[Records from a collection]
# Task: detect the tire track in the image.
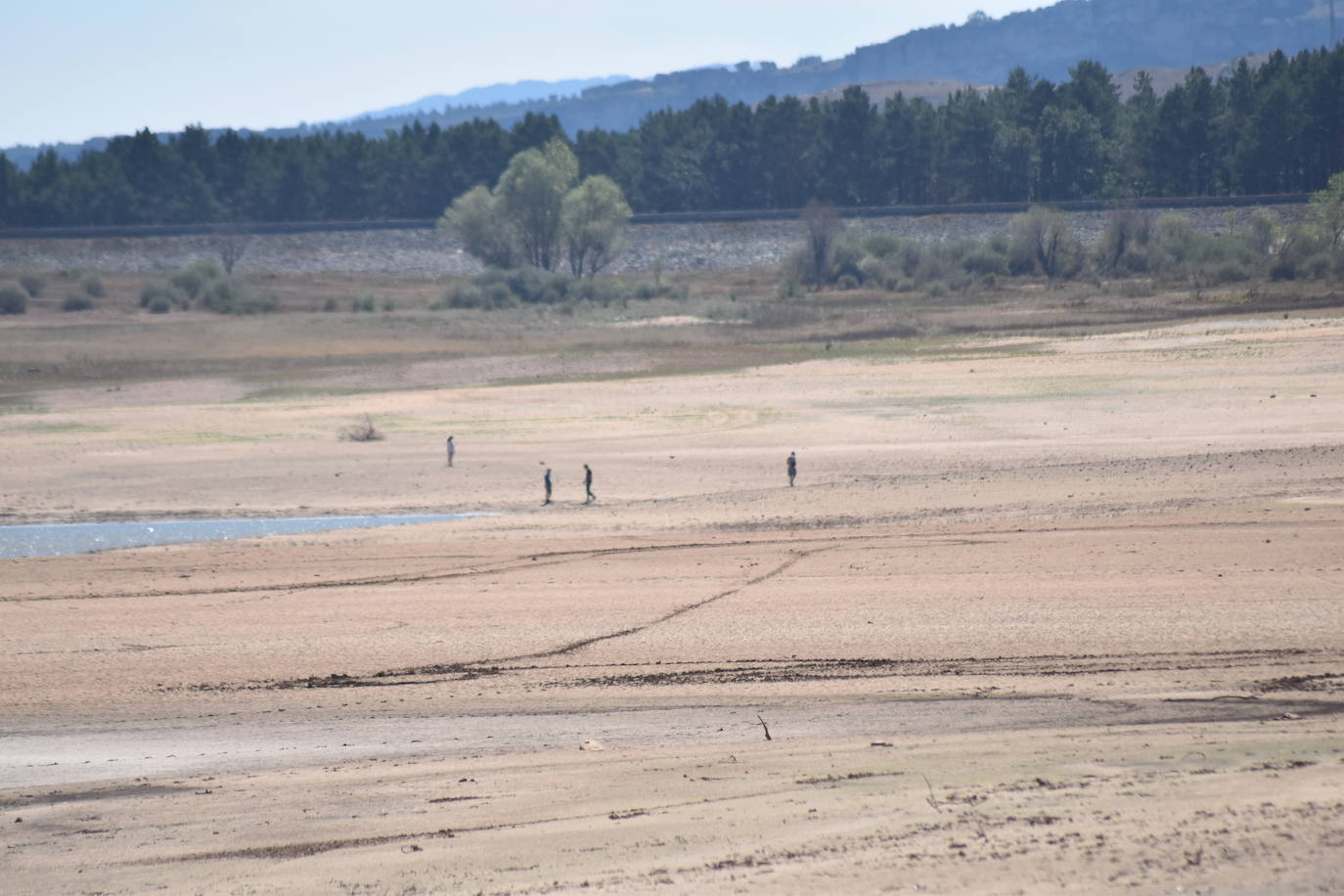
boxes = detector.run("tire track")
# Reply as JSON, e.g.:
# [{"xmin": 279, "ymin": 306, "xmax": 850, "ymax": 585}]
[{"xmin": 494, "ymin": 546, "xmax": 838, "ymax": 663}]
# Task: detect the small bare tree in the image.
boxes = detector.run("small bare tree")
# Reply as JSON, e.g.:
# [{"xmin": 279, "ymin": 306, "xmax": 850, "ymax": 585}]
[
  {"xmin": 215, "ymin": 224, "xmax": 251, "ymax": 277},
  {"xmin": 1008, "ymin": 205, "xmax": 1079, "ymax": 281},
  {"xmin": 1096, "ymin": 208, "xmax": 1153, "ymax": 274},
  {"xmin": 802, "ymin": 199, "xmax": 840, "ymax": 289}
]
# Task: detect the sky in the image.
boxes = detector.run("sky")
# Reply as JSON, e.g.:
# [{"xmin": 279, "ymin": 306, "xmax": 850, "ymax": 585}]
[{"xmin": 0, "ymin": 0, "xmax": 1026, "ymax": 147}]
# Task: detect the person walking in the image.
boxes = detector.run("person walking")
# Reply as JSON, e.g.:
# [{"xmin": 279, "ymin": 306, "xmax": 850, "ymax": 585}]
[{"xmin": 583, "ymin": 464, "xmax": 597, "ymax": 504}]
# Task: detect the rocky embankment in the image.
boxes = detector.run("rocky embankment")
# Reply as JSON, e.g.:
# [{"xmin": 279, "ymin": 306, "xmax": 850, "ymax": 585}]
[{"xmin": 0, "ymin": 205, "xmax": 1302, "ymax": 280}]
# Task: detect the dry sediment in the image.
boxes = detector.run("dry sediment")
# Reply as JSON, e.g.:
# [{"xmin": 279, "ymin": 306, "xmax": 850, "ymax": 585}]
[{"xmin": 0, "ymin": 205, "xmax": 1302, "ymax": 278}]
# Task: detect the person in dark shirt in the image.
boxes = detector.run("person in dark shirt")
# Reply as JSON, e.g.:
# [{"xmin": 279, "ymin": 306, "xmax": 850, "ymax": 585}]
[{"xmin": 583, "ymin": 464, "xmax": 597, "ymax": 504}]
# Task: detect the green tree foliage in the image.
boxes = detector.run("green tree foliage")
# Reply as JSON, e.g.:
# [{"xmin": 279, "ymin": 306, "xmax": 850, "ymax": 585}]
[
  {"xmin": 438, "ymin": 184, "xmax": 518, "ymax": 267},
  {"xmin": 560, "ymin": 175, "xmax": 630, "ymax": 278},
  {"xmin": 439, "ymin": 137, "xmax": 630, "ymax": 278},
  {"xmin": 0, "ymin": 44, "xmax": 1344, "ymax": 228},
  {"xmin": 1311, "ymin": 170, "xmax": 1344, "ymax": 249},
  {"xmin": 495, "ymin": 137, "xmax": 579, "ymax": 270}
]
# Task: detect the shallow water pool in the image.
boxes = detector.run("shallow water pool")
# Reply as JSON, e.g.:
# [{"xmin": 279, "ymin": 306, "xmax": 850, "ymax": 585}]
[{"xmin": 0, "ymin": 512, "xmax": 489, "ymax": 558}]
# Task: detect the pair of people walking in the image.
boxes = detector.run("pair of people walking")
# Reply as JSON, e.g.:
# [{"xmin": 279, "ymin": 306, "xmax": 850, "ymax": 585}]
[{"xmin": 542, "ymin": 464, "xmax": 597, "ymax": 507}]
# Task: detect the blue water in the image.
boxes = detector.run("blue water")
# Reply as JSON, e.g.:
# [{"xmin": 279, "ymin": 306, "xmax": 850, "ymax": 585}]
[{"xmin": 0, "ymin": 514, "xmax": 489, "ymax": 558}]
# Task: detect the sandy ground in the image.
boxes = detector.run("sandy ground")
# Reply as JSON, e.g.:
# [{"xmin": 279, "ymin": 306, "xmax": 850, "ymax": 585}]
[{"xmin": 0, "ymin": 316, "xmax": 1344, "ymax": 893}]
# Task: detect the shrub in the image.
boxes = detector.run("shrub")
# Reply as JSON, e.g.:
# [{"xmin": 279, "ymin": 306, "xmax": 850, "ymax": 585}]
[
  {"xmin": 201, "ymin": 278, "xmax": 280, "ymax": 314},
  {"xmin": 336, "ymin": 414, "xmax": 383, "ymax": 442},
  {"xmin": 19, "ymin": 274, "xmax": 47, "ymax": 298},
  {"xmin": 140, "ymin": 280, "xmax": 191, "ymax": 314},
  {"xmin": 0, "ymin": 284, "xmax": 28, "ymax": 314},
  {"xmin": 169, "ymin": 258, "xmax": 227, "ymax": 298},
  {"xmin": 961, "ymin": 242, "xmax": 1008, "ymax": 274}
]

Requirements
Please rewrite every line from the line containing "# Task: detect the shallow" through the end of the records, both ends included, keeping all lines and the sample JSON comment lines unchanged except for the bounding-box coordinates in the answers. Multiply each of those coordinates by 0.45 and round to whole numbers, with halves rounded up.

Solution to the exercise
# Task: detect the shallow water pool in the image.
boxes = detector.run("shallow water pool")
# Reply as JSON, e.g.:
# [{"xmin": 279, "ymin": 306, "xmax": 850, "ymax": 585}]
[{"xmin": 0, "ymin": 230, "xmax": 220, "ymax": 251}]
# Task: detect the pair of people walking in the image.
boxes = detector.run("pair of people walking")
# Reply as JSON, e.g.:
# [{"xmin": 279, "ymin": 306, "xmax": 850, "ymax": 585}]
[{"xmin": 244, "ymin": 209, "xmax": 269, "ymax": 228}]
# Task: detect the blue water in the image.
boxes = detector.run("blue water")
# Reply as JSON, e.g.:
# [{"xmin": 279, "ymin": 306, "xmax": 850, "ymax": 585}]
[{"xmin": 0, "ymin": 231, "xmax": 220, "ymax": 251}]
# Task: detect the sandy ground in the image.
boxes = detector.run("sandy ground")
# Reply as JSON, e.g.:
# [{"xmin": 279, "ymin": 306, "xmax": 850, "ymax": 585}]
[{"xmin": 0, "ymin": 142, "xmax": 605, "ymax": 402}]
# Task: detect the shrub in the image.
boxes = detector.run("shrub")
# Reply as JSON, e.g.:
# [{"xmin": 279, "ymin": 306, "xmax": 850, "ymax": 585}]
[
  {"xmin": 90, "ymin": 125, "xmax": 126, "ymax": 141},
  {"xmin": 151, "ymin": 186, "xmax": 172, "ymax": 199},
  {"xmin": 9, "ymin": 123, "xmax": 21, "ymax": 134},
  {"xmin": 63, "ymin": 126, "xmax": 86, "ymax": 141},
  {"xmin": 0, "ymin": 128, "xmax": 13, "ymax": 141},
  {"xmin": 76, "ymin": 116, "xmax": 102, "ymax": 134},
  {"xmin": 432, "ymin": 109, "xmax": 454, "ymax": 123}
]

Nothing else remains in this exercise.